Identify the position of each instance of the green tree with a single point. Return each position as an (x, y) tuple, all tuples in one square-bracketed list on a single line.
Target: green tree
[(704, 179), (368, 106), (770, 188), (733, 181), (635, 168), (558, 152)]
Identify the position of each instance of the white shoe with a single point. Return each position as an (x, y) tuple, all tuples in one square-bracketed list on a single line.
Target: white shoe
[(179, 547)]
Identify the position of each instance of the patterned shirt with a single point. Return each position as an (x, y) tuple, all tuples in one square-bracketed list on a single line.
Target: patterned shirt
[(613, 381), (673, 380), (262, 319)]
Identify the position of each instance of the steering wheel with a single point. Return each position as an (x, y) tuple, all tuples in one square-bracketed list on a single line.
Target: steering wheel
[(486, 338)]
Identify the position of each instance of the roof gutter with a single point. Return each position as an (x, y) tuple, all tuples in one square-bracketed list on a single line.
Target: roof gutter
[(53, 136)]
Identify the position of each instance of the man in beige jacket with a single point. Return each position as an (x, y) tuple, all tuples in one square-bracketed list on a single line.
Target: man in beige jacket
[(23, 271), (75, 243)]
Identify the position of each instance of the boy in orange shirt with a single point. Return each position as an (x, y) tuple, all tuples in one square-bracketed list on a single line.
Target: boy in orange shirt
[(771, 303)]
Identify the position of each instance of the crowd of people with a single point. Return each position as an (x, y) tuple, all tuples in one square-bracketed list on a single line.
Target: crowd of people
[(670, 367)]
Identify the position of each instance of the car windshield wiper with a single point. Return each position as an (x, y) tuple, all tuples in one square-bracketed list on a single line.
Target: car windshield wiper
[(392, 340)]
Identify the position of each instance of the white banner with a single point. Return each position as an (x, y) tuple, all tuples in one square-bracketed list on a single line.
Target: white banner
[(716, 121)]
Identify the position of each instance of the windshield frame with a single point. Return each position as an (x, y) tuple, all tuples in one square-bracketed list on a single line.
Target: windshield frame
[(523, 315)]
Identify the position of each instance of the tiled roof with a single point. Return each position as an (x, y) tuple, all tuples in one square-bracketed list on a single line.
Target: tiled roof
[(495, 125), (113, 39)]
----
Render the entries above as a two-column CSV with the header columns "query" and "result", one row per entry. Put each entry's full text in "query" and its answer in "result", quoting every field and replacing line breaks with spaces.

» FINISHED ANSWER
query,result
"Identify the position of each instance of the green tree with a single point. Return each position as an (x, y) tuple, all tuples in one square-bracketed list on a single line. Target: green tree","[(704, 179), (368, 106), (770, 188), (733, 181), (635, 168), (558, 152)]"
"Identify the position of each instance of the white shoe with a single point. Return each position as an (x, y) tuple, all tuples in one square-bracketed list on a single line. Target: white shoe","[(179, 547)]"
"Identify the position of each instance of the patterned shirt with a single point. Return each position as an (x, y) tuple, all tuples in one square-bracketed list on a single line. Target: patterned shirt","[(613, 381), (673, 380), (262, 319)]"
"Identify the position of each instance of the steering wheel with a single point. Return each position as an (x, y) tuple, all tuples in one square-bracketed list on a single line. Target: steering wheel","[(486, 338)]"
"Identify the position of each instance of the roof gutter with a single point. Return each position as an (x, y) tuple, all tuples in one square-bracketed list on a single line. Target: roof gutter","[(53, 136)]"
"Identify the position of each instance of the man in beige jacket with a single point. Return each position as an (x, y) tuple, all tuples in one square-bracketed list on a single line. Target: man in beige jacket","[(23, 271), (75, 243)]"
"Identify the position of each instance of the boy in orange shirt with a single point. Return each position as an (x, y) tuple, all tuples in one square-bracketed list on a single line. Target: boy in orange shirt","[(771, 303)]"
"Identify the position of each instance of the crowd of people with a single point. Return each position as an (x, y) tuple, all tuples in one square-bracketed list on a single line. Target: crowd of people","[(670, 367)]"
"Identify the position of each instance of the car windshield wiper with a single point. Return each position as an (x, y) tuple, all tuples in one square-bracketed list on a single line. Target: car windshield wiper","[(392, 340)]"
"Identify the position of each instance of the white banner with a single point. Return each position as an (x, y) tuple, all tuples in one square-bracketed list on a single line. Target: white banner","[(716, 121)]"
"Identify the position of each instance of the windshield frame with a single point. Return each position as an (x, y) tuple, all tuples in one square-bracketed list on a single line. Target: windshield frame","[(523, 315)]"
"Identify the position of each instance of the tiled roof with a single point. Return each position as an (x, y) tuple, all tuples in one square-bracketed list on a single line. Target: tiled roof","[(495, 125), (113, 39)]"